EXTRACT TO READ:
The sequence of punctuation marks above is what remains of this opening paragraph of our paper (but, to avoid recursion, without the sequence itself) after we remove all of the words. It is perhaps hard to credit that such a minimal sequence encodes any useful information at all; yet it does. In this paper, we investigate the information content of “de-worded” documents, asking questions like the following: Do authors have identifiable punctuation styles (see fig. 1, which was inspired by the visualizations from [4, 3]); if so, can we use them to attribute texts to authors? Do different genres of text differ in their punctuation styles; if so, how? How has punctuation usage evolved over the last few centuries?
In the present paper, we study sequences of punctuation marks (see fig. 1) and the number of words that separate punctuation marks. We use Project Gutenberg [17] to obtain a large literary corpus. We do not attempt to distinguish between an editor’s style and an author’s style for the documents in our corpus; doing so for a large corpus in an automated way is a daunting challenge, and we leave it for future efforts. In our work, we investigate whether it is possible to algorithmically assign documents to their authors, irrespective of the documents’ edition(s). For ease of writing, we associate documents to authors rather than to both authors and editors throughout our paper, although we recognize that a document’s writing and punctuation style can be (and usually is) a product of both.

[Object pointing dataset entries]

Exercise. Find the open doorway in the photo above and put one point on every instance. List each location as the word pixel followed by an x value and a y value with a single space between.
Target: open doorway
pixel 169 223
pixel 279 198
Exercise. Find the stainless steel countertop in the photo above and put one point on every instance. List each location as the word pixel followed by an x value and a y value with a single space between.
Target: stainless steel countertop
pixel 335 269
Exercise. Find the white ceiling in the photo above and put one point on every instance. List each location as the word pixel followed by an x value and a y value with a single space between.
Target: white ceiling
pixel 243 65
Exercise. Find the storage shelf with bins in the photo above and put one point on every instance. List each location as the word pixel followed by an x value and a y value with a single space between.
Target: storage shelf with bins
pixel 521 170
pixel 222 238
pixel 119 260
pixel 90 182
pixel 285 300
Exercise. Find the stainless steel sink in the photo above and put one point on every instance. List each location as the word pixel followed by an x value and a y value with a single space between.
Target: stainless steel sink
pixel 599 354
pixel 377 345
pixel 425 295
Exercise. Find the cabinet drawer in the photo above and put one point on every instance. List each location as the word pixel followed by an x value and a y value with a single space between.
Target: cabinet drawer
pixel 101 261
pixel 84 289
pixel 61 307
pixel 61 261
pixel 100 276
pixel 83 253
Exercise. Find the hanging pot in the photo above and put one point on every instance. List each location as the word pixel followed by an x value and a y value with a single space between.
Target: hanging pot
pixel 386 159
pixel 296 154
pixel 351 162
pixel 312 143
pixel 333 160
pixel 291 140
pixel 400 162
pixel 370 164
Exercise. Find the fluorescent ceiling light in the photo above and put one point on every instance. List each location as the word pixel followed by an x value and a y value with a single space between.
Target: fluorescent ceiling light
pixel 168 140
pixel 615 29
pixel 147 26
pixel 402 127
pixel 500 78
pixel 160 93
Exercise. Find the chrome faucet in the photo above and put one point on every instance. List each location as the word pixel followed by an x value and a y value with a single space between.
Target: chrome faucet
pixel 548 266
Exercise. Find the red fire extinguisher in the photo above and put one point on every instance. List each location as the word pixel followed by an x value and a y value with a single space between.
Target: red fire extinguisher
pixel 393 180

EXERCISES:
1. Copy the passage on punctuation styles word for word, starting with "In the present" and going on through "product of both.".
2. Express the lines of the entries as a JSON list of strings, one string per line and no blank lines, starting with the line with "Exercise. Find the hanging" and going on through the last line of the entries.

SOLUTIONS IN ORDER:
1.
In the present paper, we study sequences of punctuation marks (see fig. 1) and the number of words that separate punctuation marks. We use Project Gutenberg [17] to obtain a large literary corpus. We do not attempt to distinguish between an editor’s style and an author’s style for the documents in our corpus; doing so for a large corpus in an automated way is a daunting challenge, and we leave it for future efforts. In our work, we investigate whether it is possible to algorithmically assign documents to their authors, irrespective of the documents’ edition(s). For ease of writing, we associate documents to authors rather than to both authors and editors throughout our paper, although we recognize that a document’s writing and punctuation style can be (and usually is) a product of both.

2.
[
  "Exercise. Find the hanging pot in the photo above and put one point on every instance. List each location as the word pixel followed by an x value and a y value with a single space between.",
  "Target: hanging pot",
  "pixel 386 159",
  "pixel 296 154",
  "pixel 351 162",
  "pixel 312 143",
  "pixel 333 160",
  "pixel 291 140",
  "pixel 400 162",
  "pixel 370 164",
  "Exercise. Find the fluorescent ceiling light in the photo above and put one point on every instance. List each location as the word pixel followed by an x value and a y value with a single space between.",
  "Target: fluorescent ceiling light",
  "pixel 168 140",
  "pixel 615 29",
  "pixel 147 26",
  "pixel 402 127",
  "pixel 500 78",
  "pixel 160 93",
  "Exercise. Find the chrome faucet in the photo above and put one point on every instance. List each location as the word pixel followed by an x value and a y value with a single space between.",
  "Target: chrome faucet",
  "pixel 548 266",
  "Exercise. Find the red fire extinguisher in the photo above and put one point on every instance. List each location as the word pixel followed by an x value and a y value with a single space between.",
  "Target: red fire extinguisher",
  "pixel 393 180"
]